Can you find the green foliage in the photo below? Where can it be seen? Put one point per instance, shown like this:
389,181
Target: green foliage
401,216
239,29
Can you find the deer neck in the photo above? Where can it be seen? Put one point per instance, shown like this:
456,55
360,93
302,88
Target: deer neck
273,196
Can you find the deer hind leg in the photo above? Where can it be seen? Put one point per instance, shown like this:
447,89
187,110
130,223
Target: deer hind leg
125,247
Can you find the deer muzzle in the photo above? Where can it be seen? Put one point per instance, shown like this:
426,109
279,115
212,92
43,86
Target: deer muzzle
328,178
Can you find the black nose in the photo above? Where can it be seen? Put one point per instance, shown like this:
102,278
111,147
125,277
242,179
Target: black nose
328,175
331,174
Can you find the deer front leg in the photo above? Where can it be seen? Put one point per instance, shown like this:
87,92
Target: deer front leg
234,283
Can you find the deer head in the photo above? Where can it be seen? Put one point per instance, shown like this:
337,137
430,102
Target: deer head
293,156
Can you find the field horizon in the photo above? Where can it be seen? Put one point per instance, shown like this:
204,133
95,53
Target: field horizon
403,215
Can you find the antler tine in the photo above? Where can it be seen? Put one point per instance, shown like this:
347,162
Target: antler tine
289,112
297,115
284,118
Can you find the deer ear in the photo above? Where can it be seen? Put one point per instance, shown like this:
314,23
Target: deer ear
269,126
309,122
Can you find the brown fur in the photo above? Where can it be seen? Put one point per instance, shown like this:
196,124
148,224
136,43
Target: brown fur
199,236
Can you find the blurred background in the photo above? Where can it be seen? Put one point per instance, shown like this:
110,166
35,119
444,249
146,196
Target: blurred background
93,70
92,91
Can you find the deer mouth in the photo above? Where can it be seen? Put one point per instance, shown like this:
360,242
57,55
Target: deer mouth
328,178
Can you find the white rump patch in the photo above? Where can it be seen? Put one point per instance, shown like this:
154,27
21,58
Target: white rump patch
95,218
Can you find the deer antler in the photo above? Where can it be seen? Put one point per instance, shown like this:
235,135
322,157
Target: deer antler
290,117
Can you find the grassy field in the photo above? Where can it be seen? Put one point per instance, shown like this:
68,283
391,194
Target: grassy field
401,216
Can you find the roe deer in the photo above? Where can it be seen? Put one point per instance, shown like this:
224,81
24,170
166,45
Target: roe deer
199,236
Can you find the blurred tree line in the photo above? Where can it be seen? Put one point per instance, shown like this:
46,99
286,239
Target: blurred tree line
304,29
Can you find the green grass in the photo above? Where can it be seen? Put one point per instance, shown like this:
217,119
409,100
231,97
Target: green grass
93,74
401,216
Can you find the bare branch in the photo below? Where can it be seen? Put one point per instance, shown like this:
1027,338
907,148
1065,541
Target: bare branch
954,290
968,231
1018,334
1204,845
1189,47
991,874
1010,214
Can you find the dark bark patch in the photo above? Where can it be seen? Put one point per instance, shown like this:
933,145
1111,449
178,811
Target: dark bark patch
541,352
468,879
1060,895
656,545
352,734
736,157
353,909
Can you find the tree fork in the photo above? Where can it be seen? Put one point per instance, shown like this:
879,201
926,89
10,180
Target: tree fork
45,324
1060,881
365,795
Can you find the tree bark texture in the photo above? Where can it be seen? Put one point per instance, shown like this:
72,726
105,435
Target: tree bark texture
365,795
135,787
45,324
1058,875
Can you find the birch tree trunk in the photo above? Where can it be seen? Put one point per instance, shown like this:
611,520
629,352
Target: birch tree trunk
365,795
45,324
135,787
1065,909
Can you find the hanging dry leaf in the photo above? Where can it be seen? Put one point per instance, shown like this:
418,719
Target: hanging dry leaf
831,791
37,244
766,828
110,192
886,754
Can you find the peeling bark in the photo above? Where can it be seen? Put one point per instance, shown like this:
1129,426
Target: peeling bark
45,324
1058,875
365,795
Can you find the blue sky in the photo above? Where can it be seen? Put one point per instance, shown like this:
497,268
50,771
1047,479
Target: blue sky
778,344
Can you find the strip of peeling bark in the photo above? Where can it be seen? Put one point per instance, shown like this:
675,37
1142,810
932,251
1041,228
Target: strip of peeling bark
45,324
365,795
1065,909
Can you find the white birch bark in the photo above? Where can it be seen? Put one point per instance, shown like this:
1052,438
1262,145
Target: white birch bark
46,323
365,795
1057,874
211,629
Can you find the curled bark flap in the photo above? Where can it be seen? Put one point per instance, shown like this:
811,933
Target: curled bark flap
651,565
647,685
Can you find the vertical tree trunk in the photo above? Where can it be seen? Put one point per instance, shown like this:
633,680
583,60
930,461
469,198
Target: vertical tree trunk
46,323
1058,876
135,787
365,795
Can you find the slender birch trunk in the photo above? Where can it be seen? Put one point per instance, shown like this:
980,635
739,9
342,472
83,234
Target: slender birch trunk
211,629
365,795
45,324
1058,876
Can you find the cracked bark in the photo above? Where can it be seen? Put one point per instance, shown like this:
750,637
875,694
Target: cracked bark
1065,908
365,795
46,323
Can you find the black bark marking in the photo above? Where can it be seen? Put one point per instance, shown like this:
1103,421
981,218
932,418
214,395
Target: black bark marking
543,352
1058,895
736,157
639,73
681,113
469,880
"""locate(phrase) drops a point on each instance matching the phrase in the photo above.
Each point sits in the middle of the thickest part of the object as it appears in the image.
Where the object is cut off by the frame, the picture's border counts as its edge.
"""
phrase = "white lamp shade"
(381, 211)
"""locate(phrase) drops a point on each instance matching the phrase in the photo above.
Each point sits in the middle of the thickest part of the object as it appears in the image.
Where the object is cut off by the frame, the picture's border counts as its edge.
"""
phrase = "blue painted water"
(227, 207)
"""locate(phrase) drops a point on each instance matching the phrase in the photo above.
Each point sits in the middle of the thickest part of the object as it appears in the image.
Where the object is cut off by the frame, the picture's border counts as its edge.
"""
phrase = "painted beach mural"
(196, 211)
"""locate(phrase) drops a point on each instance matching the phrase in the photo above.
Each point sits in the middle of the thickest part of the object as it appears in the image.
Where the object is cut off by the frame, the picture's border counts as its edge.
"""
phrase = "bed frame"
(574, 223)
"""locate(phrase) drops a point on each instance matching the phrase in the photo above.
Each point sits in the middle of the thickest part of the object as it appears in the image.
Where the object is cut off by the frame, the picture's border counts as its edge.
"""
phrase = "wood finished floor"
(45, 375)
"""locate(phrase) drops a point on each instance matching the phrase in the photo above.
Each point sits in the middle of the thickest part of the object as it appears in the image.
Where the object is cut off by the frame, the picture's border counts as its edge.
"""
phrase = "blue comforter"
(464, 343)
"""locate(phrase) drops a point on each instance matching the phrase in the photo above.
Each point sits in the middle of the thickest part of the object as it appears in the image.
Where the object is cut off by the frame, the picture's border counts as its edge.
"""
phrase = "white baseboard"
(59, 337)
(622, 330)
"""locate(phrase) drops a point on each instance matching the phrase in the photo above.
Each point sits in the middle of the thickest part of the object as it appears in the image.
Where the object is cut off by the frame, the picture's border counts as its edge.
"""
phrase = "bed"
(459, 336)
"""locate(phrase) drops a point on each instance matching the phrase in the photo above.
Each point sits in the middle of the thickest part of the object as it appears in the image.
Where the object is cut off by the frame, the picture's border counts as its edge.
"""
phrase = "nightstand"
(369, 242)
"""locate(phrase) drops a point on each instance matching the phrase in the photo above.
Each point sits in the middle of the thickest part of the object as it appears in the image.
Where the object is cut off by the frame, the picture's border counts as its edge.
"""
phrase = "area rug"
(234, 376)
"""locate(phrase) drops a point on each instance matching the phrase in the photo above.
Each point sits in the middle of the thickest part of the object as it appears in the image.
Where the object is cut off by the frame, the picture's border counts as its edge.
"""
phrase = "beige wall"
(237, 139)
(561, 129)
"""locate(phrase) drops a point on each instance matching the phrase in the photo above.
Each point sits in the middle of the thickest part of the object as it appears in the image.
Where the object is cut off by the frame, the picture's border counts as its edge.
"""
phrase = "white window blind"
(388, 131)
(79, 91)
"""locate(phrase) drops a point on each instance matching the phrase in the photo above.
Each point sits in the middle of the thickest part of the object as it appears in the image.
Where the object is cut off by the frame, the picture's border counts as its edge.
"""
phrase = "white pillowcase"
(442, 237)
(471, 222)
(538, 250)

*Exercise directions*. Please return every line of the records that contains the word "below".

*Written reply*.
Can you find the green foliage in the photo below? Where can it be seen? Put one point per instance, shown like this:
Can you find the bare branch in the photo below? Where can it be seen? Put one point per instance, shown like this:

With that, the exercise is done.